Document passage:
Note: This post originally appeared on Gary's School Leader blog.
As regular readers know, my wife and I have a new baby, our second child, born just two weeks ago. Our daughter Lydia is two and a half, and has had some inevitable adjustment issues. Working through some of that has given me some new insights, not just on parenting, but on the work of education as well.
Specifically, we probably rushed our daughter's transition to the big girl bed, giving her just a couple of weeks to adjust to a new bedroom and new bed (and the freedom to get out of it) before her little brother arrived and added even more changes. Now, when we most need to maximize our sleep to deal with the infant's nighttime feedings, Lydia is having an enormously difficult time going to bed. She gets up multiple times, and we've tried a kind of Ferber method of just returning her to the bed over and over again, to no avail, until finally she works herself into an emotional frenzy and we have no choice but to comfort her until she falls asleep in exhaustion, often at 10 p.m. or later. Then, she's always awake at 6 a.m., grouchy and restless for the entire day.
It isn't working, and so last night I turned to a website that has become a great resource for me in recent months. I discovered Dr. Laura Markham's Aha Parenting website via Twitter connections and have been impressed and inspired by her recommendations and insights. Dr. Markham, who is a child psychologist, suggests that toddlers need lots of reassurance when making an enormous transition like moving to a big bed. She recommends that parents stay in the room with their child until she falls asleep, reading or listen to an iPod, gradually moving farther away from the child and eventually leaving the room for longer periods of time until she is successfully falling asleep on her own.
This could take many nights, even weeks, but I'm willing to try it because our current method is failing and we're all emotional wrecks by the time our daughter falls asleep. And Dr. Markham's approach intuitively makes sense to me.
Markham is an advocate of "empathic" parenting, an approach that emphasizes continual emotional availability to your children. While to the uninitiated this may sound like indulging a child's every whim, it actually means setting normal limits and structures, but empathetically assisting her through the frustrations and disappointments that come with discovering one is not, in fact, the center of the universe. Markham argues that a child's emotional outbursts reflect her feelings of being overwhelmed and insecure, and she needs loving support to negotiate those powerful feelings.

Information supplied:
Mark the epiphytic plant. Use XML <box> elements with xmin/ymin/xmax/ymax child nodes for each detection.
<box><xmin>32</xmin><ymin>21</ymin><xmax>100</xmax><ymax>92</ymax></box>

Given request:
Please write what comes next in the post about the toddler's bedtime transition, starting after its last paragraph.

Final result:
I was skeptical of some of this at first. Our daughter is very bright and capable of emotional manipulation. It seems sometimes she just wants power (but don't we all?). Despite my reservations, I've tried Dr. Markham's approach when Lydia has temper tantrums. I express my support for her, giving voice to her frustrations, and offer hugs and a gentle voice, while maintaining whatever limit that has given rise to her anger. The vast majority of the time, I'm able to short-circuit the tantrum or at least minimize its intensity. This gives me hope for using Dr. Markham's approach to helping her learn to sleep.
When I reflect deeply, we adults have tantrums too, though they often take different forms than a child's. And in every case, our adult acting out is a reflection of our fear, anxiety, frustration, anger, and general sense of being overwhelmed. When we find ourselves in these places, it won't help us if the people we love ignore us or tell us to get over ourselves. In fact, it will make our loneliness and frustration even worse. We need the love, support, encouragement, and above all the presence of others in these times of upsetting emotion.
Reflecting back on my years as an educator, I can see other times when just this kind of strategy helped students who were acting out. I spent several years as principal of an alternative school for at-risk high school children with severe academic and behavioral problems. Frequently I found the best way to diffuse an upset student was simply to listen and be present, suspending the judgment and authority that naturally came with my role, and trying to help give voice to what they were feeling. This didn't always work out well. Frequently the student would still refuse to accept responsibility for his behaviors, but this was probably due, in part, to my own lack of skill and experience in using this method as well as the enormous emotional wounds these particular children had accrued in their 14-18 years of life. In retrospect, I wish I had used more empathy in my dealings with these students rather than the law and order approach that was my go-to strategy.
These days I spend my professional time training teachers to become effective school administrators. And in this realm, it seems the philosophy of empathetic listening has great potential as well. Especially in this era of high-stakes school reform, many school leaders feel compelled to "lay down the law" in an effort to improve teaching performance, and the emotional dimension of teaching and administration is ignored or stifled. (The resurrection of a more humane approach to school administration provides the foundation of our work with contemplative leadership).
Certainly, adults need structures and limits, just as children do. They need goals for improvement and high expectations for performance. But effective leaders are keenly aware of the intense emotional component of life - and of work - and they abide with their teams through those difficult emotional passages, offering encouragement, support, and above all an open, listening heart that allows people to feel and express the full range of their experiences. Abiding with others in this way offers far more promise for meaningful school improvement than the heroic leader who, like the sheriff of the old West, rounds up the bad guys and saves the day through the stoic implementation of force.
So I think there are lots of implications to the use of empathy in our work, and I look forward to exploring this topic more in the future. But right now my main focus is on helping my little one negotiate the emotional mountain of sleeping in a big girl bed. I'll keep you posted on how it turns out. Right after I get a nap.